**What you are asked to do:** Please return the section of the passage on oil prices and the Philippine economy verbatim, starting at "Lower global oil" and stopping after "March 10 report.".

━━━ Exercise passage ━━━

Lower global oil prices would partially offset the adverse impact of the COVID-19 pandemic on the Philippine economy, UK-based Oxford Economics said.
“Under the current period of extreme uncertainty, the economic boost from a decline in oil prices will be modest.
“Relative to previous oil price collapses, monetary authorities will find it difficult to respond to the negative demand shock as deflationary pressures mount,” the think tank said in a March 10 report.
The report’s title summarizes their findings: “Weak oil a modest global offset to coronavirus impact.”
Over the weekend, world oil prices plunged to a four-year low of about US$30 per barrel over fears that the spread of COVID-19 was depleting global demand amid slower travel, tourism, and manufacturing.
The failure of the Organization of the Petroleum Exporting Countries (OPEC) to agree on production cuts aggravated the situation, Oxford Economics noted.

━━━ Information given ━━━

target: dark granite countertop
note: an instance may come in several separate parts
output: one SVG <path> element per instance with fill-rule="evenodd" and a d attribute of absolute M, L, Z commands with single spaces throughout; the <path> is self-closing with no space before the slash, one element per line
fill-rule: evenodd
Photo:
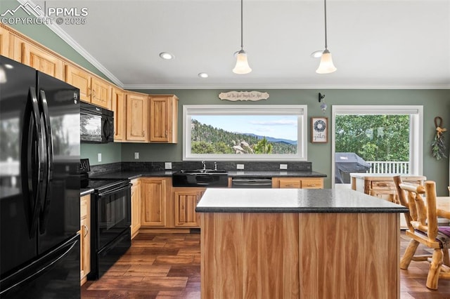
<path fill-rule="evenodd" d="M 113 171 L 98 173 L 90 176 L 95 178 L 133 180 L 141 177 L 171 177 L 176 172 L 174 170 L 150 171 Z M 326 175 L 316 171 L 228 171 L 228 175 L 235 177 L 294 177 L 294 178 L 326 178 Z"/>
<path fill-rule="evenodd" d="M 228 175 L 230 177 L 292 177 L 292 178 L 326 178 L 324 173 L 316 171 L 229 171 Z"/>
<path fill-rule="evenodd" d="M 89 176 L 94 178 L 133 180 L 141 177 L 171 177 L 175 171 L 114 171 L 106 173 L 99 173 Z"/>
<path fill-rule="evenodd" d="M 403 206 L 351 190 L 207 189 L 200 213 L 404 213 Z"/>

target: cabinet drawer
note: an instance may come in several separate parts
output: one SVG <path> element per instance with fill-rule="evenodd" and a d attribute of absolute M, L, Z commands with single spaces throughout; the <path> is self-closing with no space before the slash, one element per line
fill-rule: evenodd
<path fill-rule="evenodd" d="M 300 179 L 280 179 L 280 188 L 301 188 L 302 181 Z"/>
<path fill-rule="evenodd" d="M 302 189 L 322 189 L 323 185 L 321 178 L 308 178 L 302 180 Z"/>
<path fill-rule="evenodd" d="M 394 190 L 395 185 L 394 181 L 390 180 L 375 180 L 372 181 L 372 190 Z"/>

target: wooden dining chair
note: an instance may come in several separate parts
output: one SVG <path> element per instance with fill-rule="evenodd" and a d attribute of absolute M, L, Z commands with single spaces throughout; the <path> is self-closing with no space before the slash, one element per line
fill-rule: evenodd
<path fill-rule="evenodd" d="M 430 262 L 426 286 L 436 290 L 439 279 L 450 279 L 450 227 L 437 226 L 436 184 L 430 180 L 425 181 L 425 186 L 402 182 L 399 176 L 394 180 L 399 204 L 409 209 L 405 213 L 406 234 L 411 238 L 400 260 L 400 268 L 407 270 L 411 260 Z M 415 255 L 420 244 L 432 249 L 432 254 Z"/>

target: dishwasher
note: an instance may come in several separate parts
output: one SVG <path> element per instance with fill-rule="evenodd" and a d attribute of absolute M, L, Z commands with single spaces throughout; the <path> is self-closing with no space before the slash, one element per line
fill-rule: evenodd
<path fill-rule="evenodd" d="M 232 188 L 271 188 L 271 178 L 233 178 Z"/>

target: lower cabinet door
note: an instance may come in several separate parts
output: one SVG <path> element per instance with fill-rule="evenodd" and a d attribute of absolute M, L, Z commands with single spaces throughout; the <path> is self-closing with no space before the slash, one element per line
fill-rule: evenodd
<path fill-rule="evenodd" d="M 200 227 L 200 215 L 195 213 L 197 204 L 205 193 L 205 188 L 175 188 L 175 226 Z"/>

━━━

**Written reply:**
Lower global oil prices would partially offset the adverse impact of the COVID-19 pandemic on the Philippine economy, UK-based Oxford Economics said.
“Under the current period of extreme uncertainty, the economic boost from a decline in oil prices will be modest.
“Relative to previous oil price collapses, monetary authorities will find it difficult to respond to the negative demand shock as deflationary pressures mount,” the think tank said in a March 10 report.